▸ **INSTRUCTIONS FOR THE TASK**:
Every line below between the line holding "Put a point on the beige" and the line holding "Put a point on the wood", inclusive, should be repeated exactly, and all other lines omitted.

▸ **Point localization data**:
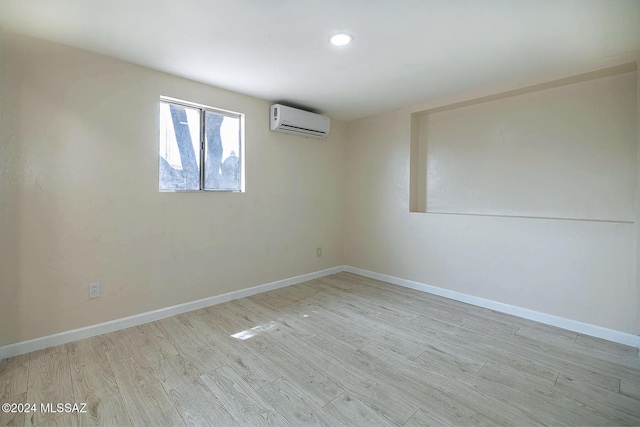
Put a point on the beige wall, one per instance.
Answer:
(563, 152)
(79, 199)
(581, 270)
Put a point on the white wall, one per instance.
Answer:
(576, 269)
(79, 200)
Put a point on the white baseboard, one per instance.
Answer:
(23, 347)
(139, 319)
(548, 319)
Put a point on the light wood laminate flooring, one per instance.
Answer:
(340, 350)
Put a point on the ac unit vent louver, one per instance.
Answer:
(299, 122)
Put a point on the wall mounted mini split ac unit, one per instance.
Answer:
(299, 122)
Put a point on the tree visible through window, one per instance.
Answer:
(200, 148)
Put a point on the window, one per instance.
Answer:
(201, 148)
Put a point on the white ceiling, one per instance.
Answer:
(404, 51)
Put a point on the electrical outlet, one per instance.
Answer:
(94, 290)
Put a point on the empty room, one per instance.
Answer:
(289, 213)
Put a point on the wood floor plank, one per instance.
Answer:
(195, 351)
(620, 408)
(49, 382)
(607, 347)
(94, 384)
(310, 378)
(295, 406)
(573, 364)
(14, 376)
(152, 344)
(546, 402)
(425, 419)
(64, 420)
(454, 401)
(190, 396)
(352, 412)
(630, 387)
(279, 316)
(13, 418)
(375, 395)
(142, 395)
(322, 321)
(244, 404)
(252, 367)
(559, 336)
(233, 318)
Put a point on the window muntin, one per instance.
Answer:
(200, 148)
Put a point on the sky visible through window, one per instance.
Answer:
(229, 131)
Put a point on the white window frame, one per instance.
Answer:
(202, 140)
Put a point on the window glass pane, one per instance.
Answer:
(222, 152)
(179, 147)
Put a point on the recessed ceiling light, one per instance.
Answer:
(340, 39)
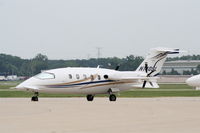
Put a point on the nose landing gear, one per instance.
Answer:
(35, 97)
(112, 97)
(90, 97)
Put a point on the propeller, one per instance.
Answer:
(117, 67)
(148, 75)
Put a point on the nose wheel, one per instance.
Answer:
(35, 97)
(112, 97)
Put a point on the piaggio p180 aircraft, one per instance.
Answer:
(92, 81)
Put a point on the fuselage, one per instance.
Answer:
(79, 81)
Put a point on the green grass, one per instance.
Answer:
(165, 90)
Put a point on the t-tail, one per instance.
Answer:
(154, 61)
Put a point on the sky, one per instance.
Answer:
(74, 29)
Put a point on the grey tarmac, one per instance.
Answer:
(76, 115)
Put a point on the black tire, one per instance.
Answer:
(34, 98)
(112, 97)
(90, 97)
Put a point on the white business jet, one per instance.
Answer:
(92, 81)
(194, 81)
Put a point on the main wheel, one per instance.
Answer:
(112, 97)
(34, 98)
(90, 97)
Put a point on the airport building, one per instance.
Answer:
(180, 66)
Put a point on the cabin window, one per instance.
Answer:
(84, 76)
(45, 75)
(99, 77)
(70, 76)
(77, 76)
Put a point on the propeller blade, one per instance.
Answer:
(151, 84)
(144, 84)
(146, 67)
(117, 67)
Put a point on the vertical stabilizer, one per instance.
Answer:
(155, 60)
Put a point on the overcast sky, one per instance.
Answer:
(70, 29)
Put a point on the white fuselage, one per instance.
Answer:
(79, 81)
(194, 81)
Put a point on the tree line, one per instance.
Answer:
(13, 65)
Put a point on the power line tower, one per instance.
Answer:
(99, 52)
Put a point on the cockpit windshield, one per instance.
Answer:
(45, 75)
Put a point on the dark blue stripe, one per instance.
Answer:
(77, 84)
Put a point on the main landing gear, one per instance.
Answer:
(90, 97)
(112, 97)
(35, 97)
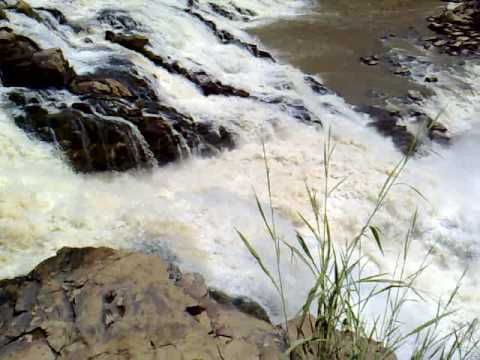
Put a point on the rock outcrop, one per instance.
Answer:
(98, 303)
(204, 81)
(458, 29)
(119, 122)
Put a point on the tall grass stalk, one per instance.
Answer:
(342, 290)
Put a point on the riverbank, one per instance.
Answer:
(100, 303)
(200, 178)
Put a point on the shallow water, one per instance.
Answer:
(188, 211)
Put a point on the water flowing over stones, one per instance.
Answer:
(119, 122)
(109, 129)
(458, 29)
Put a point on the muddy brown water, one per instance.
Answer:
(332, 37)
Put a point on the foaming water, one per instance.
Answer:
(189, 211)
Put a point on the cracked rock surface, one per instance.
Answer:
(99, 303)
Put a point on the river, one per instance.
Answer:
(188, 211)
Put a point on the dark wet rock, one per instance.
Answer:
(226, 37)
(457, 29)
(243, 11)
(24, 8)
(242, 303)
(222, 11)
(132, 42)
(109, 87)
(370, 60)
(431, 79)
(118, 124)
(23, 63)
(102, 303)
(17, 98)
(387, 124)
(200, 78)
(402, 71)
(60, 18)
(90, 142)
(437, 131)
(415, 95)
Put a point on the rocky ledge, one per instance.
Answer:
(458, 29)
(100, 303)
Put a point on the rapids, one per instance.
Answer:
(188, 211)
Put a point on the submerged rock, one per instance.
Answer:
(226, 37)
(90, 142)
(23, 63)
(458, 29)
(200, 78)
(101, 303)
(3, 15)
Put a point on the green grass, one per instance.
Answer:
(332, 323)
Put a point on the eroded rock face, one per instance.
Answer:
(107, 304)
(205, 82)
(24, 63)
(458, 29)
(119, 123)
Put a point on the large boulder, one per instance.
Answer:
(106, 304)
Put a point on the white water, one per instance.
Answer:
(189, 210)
---
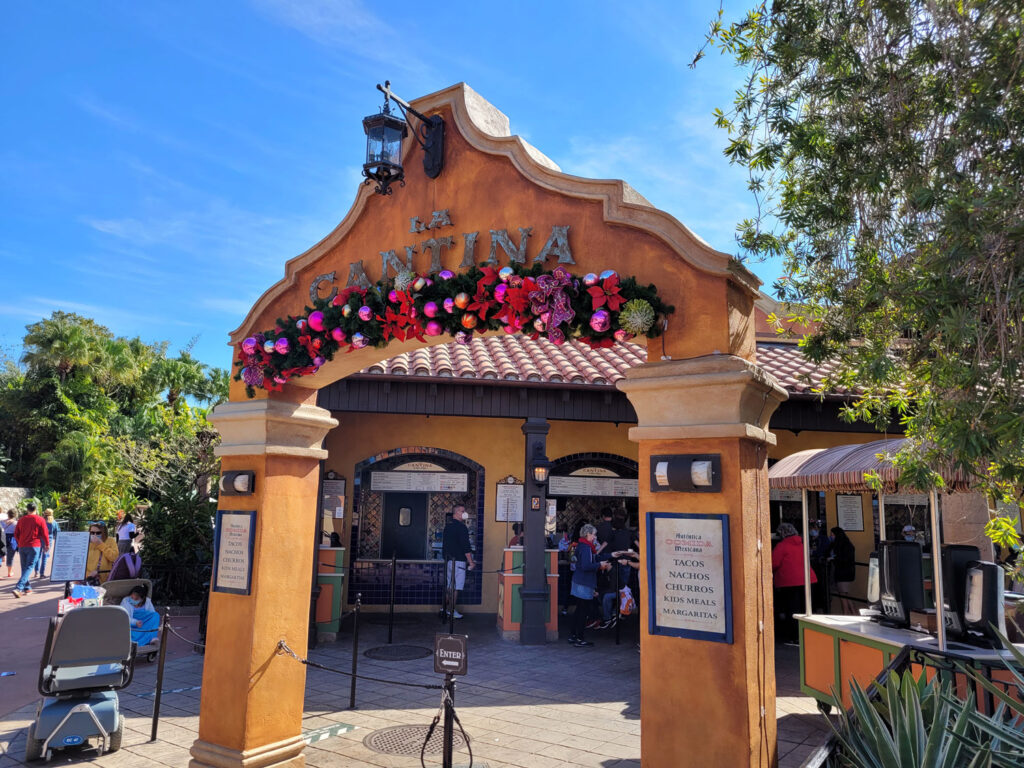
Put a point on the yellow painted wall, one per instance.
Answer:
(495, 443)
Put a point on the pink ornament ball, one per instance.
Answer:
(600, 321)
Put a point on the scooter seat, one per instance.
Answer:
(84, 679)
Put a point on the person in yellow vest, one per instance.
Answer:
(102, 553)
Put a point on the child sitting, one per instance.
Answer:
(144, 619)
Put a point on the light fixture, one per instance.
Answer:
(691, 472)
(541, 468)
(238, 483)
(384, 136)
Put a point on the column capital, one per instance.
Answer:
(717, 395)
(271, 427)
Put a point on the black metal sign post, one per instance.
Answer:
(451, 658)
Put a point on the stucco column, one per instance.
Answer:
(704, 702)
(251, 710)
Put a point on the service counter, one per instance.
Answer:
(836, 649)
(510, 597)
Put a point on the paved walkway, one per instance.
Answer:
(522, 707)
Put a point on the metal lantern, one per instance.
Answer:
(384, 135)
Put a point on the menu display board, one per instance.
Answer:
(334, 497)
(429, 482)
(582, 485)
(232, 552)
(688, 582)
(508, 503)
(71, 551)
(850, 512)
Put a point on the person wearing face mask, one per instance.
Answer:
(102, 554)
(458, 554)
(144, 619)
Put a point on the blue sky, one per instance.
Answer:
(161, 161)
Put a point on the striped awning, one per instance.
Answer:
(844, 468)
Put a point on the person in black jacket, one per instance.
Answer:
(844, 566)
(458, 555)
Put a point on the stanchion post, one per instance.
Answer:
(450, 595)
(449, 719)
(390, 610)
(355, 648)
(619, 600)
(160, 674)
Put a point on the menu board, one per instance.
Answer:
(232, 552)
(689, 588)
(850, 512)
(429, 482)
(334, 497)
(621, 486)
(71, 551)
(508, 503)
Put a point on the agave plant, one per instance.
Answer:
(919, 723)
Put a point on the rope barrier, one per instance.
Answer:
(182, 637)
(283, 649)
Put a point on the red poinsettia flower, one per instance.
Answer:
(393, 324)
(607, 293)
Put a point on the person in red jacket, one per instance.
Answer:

▸ **RESPONSE**:
Put a point on the beige wall, one per instance.
Answer:
(563, 152)
(79, 199)
(581, 270)
Put a point on the white wall, one per instance.
Answer:
(576, 269)
(79, 200)
Put a point on the white baseboard, one per instance.
Answer:
(23, 347)
(139, 319)
(548, 319)
Put a point on the light wood laminate flooring, one per instance.
Answer:
(340, 350)
Put a point on the ac unit vent louver, one per instance.
Answer:
(299, 122)
Put a point on the wall mounted mini split ac unit, one per instance.
Answer:
(299, 122)
Put a point on the tree visible through window, one per instance.
Answer:
(200, 148)
Put a point on the window, one per instance.
Answer:
(201, 148)
Put a point on the white ceiling, one per instance.
Answer:
(404, 51)
Put a point on the electrical outlet, one per instance.
Answer:
(94, 290)
Put a point on the empty room, one per instance.
Answer:
(289, 213)
Put a point on the wood floor plank, one per instance.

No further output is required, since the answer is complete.